STATED TASK:
Could you reproduce every line of the entries below, requests included but pictures omitted, scaling each coordinate in the answers by 0.55 and rounding to the nearest whole number with halves rounded up? Leave every number in the requests and their format samples as it is.
┌──
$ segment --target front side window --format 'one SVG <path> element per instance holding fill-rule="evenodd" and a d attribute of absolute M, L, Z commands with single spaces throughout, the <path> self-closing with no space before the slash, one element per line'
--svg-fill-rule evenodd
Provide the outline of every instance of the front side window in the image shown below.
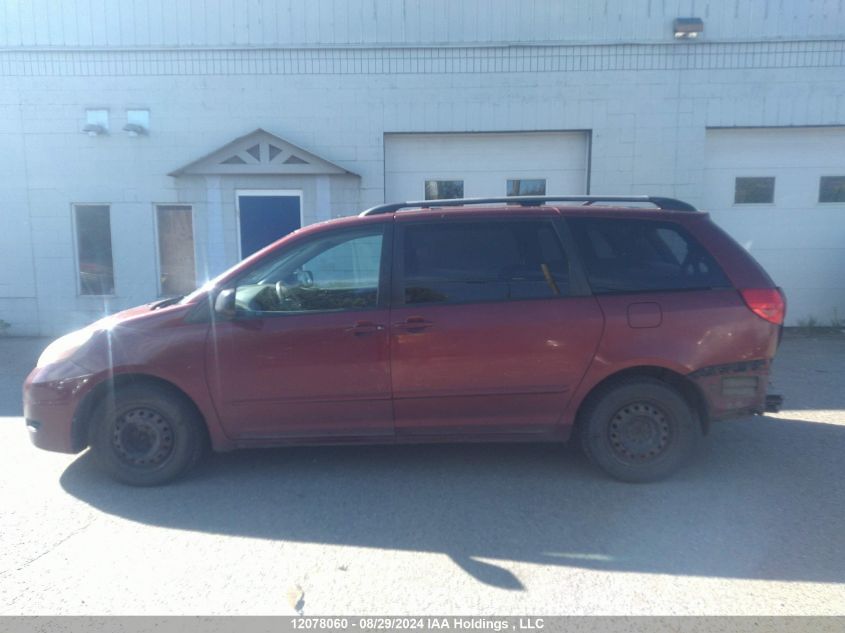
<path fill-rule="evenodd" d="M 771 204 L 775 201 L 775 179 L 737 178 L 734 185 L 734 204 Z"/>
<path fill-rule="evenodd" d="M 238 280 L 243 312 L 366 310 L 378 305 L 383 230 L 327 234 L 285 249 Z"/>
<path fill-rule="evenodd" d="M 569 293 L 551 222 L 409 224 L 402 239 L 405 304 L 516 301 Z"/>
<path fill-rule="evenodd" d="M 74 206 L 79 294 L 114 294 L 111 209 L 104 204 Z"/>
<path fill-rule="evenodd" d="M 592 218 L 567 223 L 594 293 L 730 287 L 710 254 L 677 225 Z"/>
└──
RESULT FOR THIS TASK:
$ segment --target front side window --format 'one SVG <path> element per instance holding fill-rule="evenodd" and a d attribute of absolute M, L, Z commands with single spaces throughout, the <path> self-closing with no space before the slash, one element per line'
--svg-fill-rule evenodd
Provide the outline of every instance of the front side window in the image shown below.
<path fill-rule="evenodd" d="M 424 112 L 426 111 L 426 98 L 405 98 L 404 102 L 404 112 Z"/>
<path fill-rule="evenodd" d="M 131 154 L 134 172 L 201 171 L 208 168 L 211 127 L 180 129 L 157 137 Z"/>
<path fill-rule="evenodd" d="M 313 161 L 303 122 L 225 123 L 221 131 L 223 167 L 284 166 Z"/>
<path fill-rule="evenodd" d="M 41 113 L 43 162 L 63 162 L 61 115 L 57 112 Z"/>
<path fill-rule="evenodd" d="M 326 120 L 312 123 L 327 161 L 402 158 L 391 140 L 372 124 Z"/>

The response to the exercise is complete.